> [SELECTION]

━━━━

The courts have called into question the extent to which the public is entitled to rely on audited financial statements. In Hercules Management Ltd. v. Ernst & Young 356 the Supreme Court of Canada held that auditors owed no duty of care to shareholders with respect to their personal investment decisions.357 We believe that the Hercules decision underscores the importance of the CSA's Civil Liability Amendments discussed previously in Chapter 11. Notwithstanding the Hercules decision, the Civil Liability Amendments will help to enshrine that auditors are held accountable to investors who place reliance on audit reports in making their investment decisions.
In August 2002, under the direction of the Sarbanes-Oxley Act, the SEC adopted final rules imposing obligations relating to certification of SEC filings on both CEOs and CFOs.358 The new rules require CEOs and CFOs to certify the financial and other information contained in the company's quarterly and annual reports. The rules also require issuers to establish, maintain and regularly evaluate the effectiveness of disclosure controls and procedures designed to ensure that information required in reports under the 1934 Act is recorded, processed, summarized and reported on a timely basis. Specific disclosure regarding the evaluation of a company's disclosure controls and procedures, as well as its internal controls, is also required in a company's annual and quarterly reports.359
These rules effectively require CEO and CFO involvement with, and accountability for, their company's public disclosure. Following recent corporate failures in which senior officers testified that they delegated all responsibility for financial and other disclosure to management, U.S. Congress and the SEC have made it clear that they view such abdication to be inappropriate. In particular, the SEC noted:
We believe that all members of a company's senior management, including members of the company's board of directors, should accept and acknowledge an active role in the disclosure that their company makes in its quarterly and annual reports and reinforce their accountability for the accuracy and completeness of this disclosure. We believe that any senior corporate official who considers his or her personal involvement in determining the disclosure to be presented in quarterly or annual reports to be an 'administrative burden', rather than an important and paramount duty, seriously misapprehends his or her responsibility to security holders. ...

━━━━

Rows excerpted from a collection:
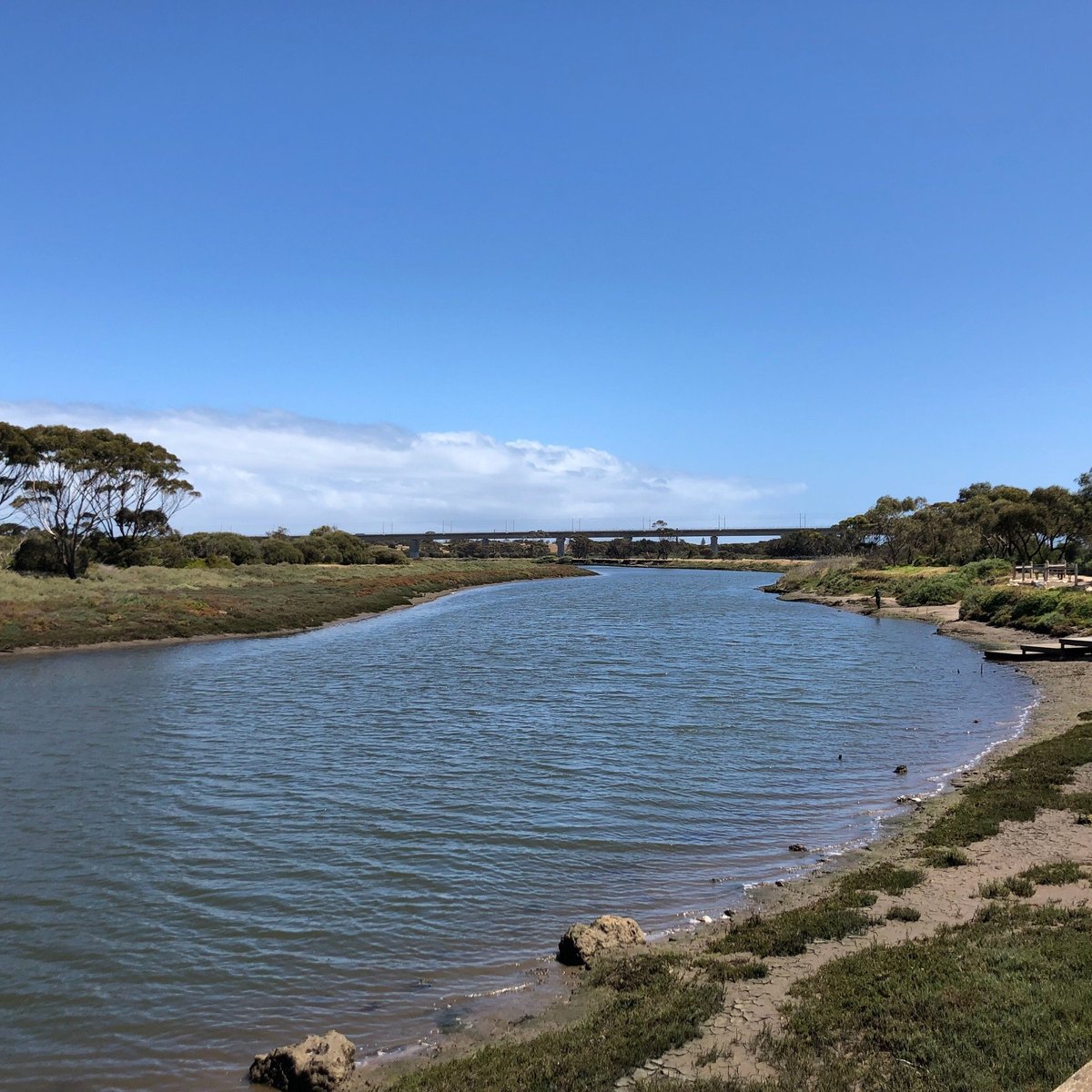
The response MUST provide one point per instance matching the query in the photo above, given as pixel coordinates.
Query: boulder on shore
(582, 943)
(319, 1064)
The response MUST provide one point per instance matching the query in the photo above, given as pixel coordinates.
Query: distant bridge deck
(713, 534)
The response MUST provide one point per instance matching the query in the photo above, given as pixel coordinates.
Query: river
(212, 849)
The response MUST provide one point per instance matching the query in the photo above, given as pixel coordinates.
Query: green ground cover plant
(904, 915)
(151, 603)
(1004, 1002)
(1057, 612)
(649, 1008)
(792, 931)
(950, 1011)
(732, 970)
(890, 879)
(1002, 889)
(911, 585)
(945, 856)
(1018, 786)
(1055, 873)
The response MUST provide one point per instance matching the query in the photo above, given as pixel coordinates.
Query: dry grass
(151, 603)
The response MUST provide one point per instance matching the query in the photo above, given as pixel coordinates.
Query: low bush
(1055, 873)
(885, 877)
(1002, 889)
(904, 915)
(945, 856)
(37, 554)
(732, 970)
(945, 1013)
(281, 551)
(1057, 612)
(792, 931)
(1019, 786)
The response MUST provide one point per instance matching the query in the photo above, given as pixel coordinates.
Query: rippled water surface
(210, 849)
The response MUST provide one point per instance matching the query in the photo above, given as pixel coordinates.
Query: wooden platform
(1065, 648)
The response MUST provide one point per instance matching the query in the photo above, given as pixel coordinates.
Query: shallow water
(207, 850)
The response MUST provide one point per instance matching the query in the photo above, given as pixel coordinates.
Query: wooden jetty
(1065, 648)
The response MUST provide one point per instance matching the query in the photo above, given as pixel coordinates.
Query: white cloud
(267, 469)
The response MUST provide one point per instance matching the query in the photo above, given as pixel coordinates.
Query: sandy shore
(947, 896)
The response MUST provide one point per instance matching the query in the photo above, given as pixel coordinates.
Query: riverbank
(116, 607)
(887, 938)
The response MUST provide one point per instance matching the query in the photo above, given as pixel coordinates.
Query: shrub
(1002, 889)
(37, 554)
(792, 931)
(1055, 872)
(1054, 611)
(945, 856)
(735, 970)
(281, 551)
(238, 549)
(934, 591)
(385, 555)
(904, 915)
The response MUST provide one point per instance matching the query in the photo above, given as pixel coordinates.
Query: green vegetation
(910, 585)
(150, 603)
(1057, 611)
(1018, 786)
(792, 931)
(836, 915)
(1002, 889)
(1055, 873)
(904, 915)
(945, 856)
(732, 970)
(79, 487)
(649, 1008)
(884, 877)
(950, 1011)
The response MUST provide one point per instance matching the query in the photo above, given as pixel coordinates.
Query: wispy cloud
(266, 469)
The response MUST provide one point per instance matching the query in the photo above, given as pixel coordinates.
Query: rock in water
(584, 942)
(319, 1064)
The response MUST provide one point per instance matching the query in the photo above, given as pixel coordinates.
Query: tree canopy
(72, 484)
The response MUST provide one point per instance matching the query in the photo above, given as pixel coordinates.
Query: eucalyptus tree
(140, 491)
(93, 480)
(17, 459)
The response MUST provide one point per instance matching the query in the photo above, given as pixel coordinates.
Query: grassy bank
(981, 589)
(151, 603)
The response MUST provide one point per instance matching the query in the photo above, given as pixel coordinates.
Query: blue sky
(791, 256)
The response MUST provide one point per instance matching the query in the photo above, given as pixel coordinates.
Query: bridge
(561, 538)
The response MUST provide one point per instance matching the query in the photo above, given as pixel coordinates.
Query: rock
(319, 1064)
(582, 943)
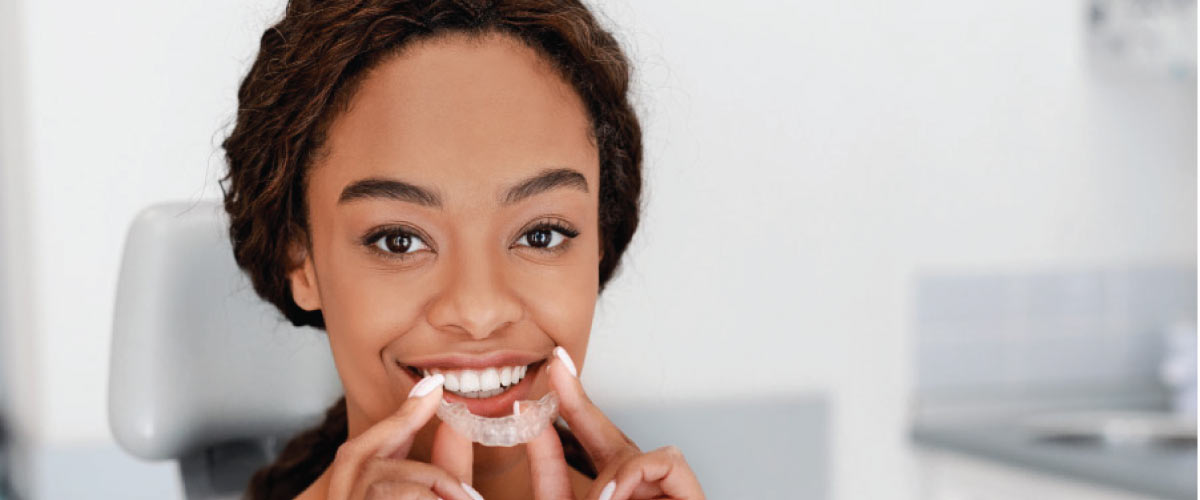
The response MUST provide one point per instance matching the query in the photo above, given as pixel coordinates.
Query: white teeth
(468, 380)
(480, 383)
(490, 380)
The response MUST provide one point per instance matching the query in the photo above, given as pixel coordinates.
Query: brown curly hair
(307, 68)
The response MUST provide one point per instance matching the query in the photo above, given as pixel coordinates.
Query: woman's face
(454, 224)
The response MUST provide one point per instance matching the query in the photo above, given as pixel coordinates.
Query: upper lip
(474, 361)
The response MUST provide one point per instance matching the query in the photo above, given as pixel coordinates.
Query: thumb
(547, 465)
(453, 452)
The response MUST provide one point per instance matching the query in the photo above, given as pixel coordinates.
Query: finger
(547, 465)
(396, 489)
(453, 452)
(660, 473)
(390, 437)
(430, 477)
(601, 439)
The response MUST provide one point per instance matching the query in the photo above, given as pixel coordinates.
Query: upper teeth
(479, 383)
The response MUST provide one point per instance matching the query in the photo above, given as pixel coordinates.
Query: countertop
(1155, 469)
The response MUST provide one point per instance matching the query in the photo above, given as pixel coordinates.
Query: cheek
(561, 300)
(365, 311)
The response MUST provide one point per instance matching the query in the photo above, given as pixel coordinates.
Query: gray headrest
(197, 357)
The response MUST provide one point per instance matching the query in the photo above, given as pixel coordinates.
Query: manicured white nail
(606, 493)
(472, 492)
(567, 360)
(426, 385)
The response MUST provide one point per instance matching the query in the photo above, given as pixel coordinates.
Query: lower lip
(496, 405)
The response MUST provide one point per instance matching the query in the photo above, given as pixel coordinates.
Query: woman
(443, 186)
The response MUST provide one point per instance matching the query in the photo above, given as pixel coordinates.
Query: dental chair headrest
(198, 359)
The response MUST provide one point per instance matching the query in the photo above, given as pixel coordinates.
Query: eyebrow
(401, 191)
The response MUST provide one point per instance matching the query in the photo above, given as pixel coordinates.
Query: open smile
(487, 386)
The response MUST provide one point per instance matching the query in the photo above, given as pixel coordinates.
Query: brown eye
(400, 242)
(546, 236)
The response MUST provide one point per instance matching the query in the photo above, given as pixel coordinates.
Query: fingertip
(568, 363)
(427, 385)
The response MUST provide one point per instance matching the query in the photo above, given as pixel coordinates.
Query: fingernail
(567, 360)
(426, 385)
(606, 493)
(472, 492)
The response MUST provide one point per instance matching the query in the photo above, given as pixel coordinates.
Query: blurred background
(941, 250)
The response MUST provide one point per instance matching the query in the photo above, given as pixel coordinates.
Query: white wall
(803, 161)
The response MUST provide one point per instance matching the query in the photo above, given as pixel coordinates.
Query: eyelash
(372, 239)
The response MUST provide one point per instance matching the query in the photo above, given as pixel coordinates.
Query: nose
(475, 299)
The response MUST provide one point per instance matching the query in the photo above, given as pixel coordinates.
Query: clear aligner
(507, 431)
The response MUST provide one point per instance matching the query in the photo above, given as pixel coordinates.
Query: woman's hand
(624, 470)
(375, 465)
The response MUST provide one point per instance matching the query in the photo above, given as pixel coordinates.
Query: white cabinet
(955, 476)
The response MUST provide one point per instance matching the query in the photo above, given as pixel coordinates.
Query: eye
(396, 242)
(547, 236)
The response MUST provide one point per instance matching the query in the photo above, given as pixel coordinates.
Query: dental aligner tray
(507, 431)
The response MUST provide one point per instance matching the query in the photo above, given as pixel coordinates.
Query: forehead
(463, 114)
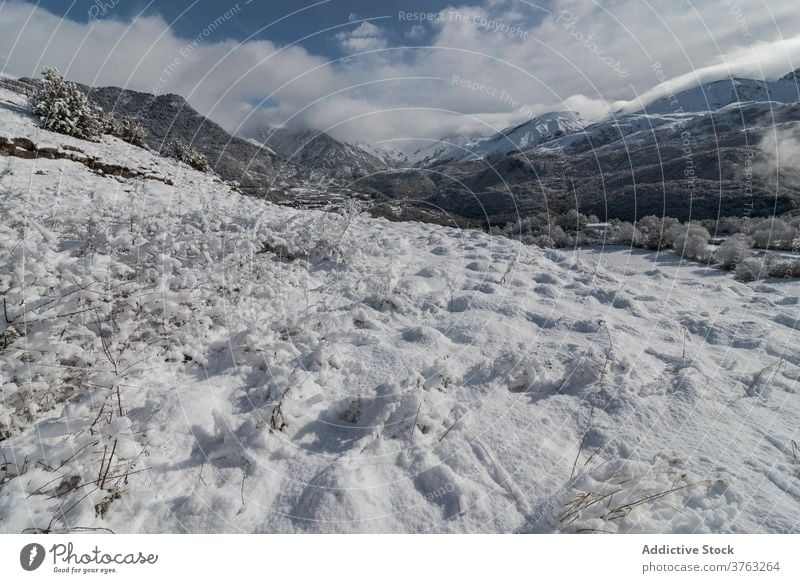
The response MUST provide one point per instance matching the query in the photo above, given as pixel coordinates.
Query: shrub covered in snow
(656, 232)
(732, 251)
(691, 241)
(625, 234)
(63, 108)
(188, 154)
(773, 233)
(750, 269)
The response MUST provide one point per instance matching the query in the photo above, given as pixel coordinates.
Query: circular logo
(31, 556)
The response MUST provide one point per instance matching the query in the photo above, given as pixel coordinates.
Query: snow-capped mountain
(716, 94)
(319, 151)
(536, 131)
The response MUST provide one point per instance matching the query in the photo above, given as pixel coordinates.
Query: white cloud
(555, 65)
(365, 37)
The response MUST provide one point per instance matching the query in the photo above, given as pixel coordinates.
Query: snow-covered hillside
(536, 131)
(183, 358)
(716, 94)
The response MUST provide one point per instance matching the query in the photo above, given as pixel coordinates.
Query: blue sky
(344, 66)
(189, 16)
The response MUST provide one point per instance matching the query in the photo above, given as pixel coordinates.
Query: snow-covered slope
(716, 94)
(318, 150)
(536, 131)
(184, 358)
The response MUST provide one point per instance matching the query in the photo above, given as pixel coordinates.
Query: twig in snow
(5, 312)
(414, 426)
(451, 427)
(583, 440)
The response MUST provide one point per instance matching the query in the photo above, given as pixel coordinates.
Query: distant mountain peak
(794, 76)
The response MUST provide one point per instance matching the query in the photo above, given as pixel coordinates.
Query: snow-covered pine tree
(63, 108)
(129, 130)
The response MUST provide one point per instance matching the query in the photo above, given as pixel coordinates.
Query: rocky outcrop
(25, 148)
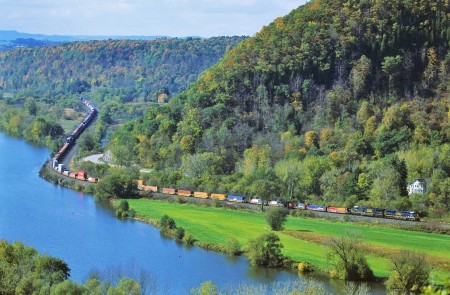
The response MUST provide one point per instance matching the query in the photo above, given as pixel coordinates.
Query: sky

━━━━

> [REQUESTS]
• a. Answer these questions using the passage on auditor and executive accountability:
(i) Which court decided Hercules Management Ltd. v. Ernst & Young?
(ii) In what month and year did the SEC adopt its final certification rules?
(iii) What must CEOs and CFOs certify under the new rules?
• b. The passage on auditor and executive accountability describes disclosure controls that must ensure required information is handled in certain ways on a timely basis. List every one of those ways.
• c. Quote the passage on auditor and executive accountability from "The courts have" to "their investment decisions.".

> [FULL ANSWERS]
• a.
(i) The Supreme Court of Canada.
(ii) August 2002.
(iii) The financial and other information contained in the company's quarterly and annual reports.

• b. Recorded, processed, summarized, reported.

• c.
The courts have called into question the extent to which the public is entitled to rely on audited financial statements. In Hercules Management Ltd. v. Ernst & Young 356 the Supreme Court of Canada held that auditors owed no duty of care to shareholders with respect to their personal investment decisions.357 We believe that the Hercules decision underscores the importance of the CSA's Civil Liability Amendments discussed previously in Chapter 11. Notwithstanding the Hercules decision, the Civil Liability Amendments will help to enshrine that auditors are held accountable to investors who place reliance on audit reports in making their investment decisions.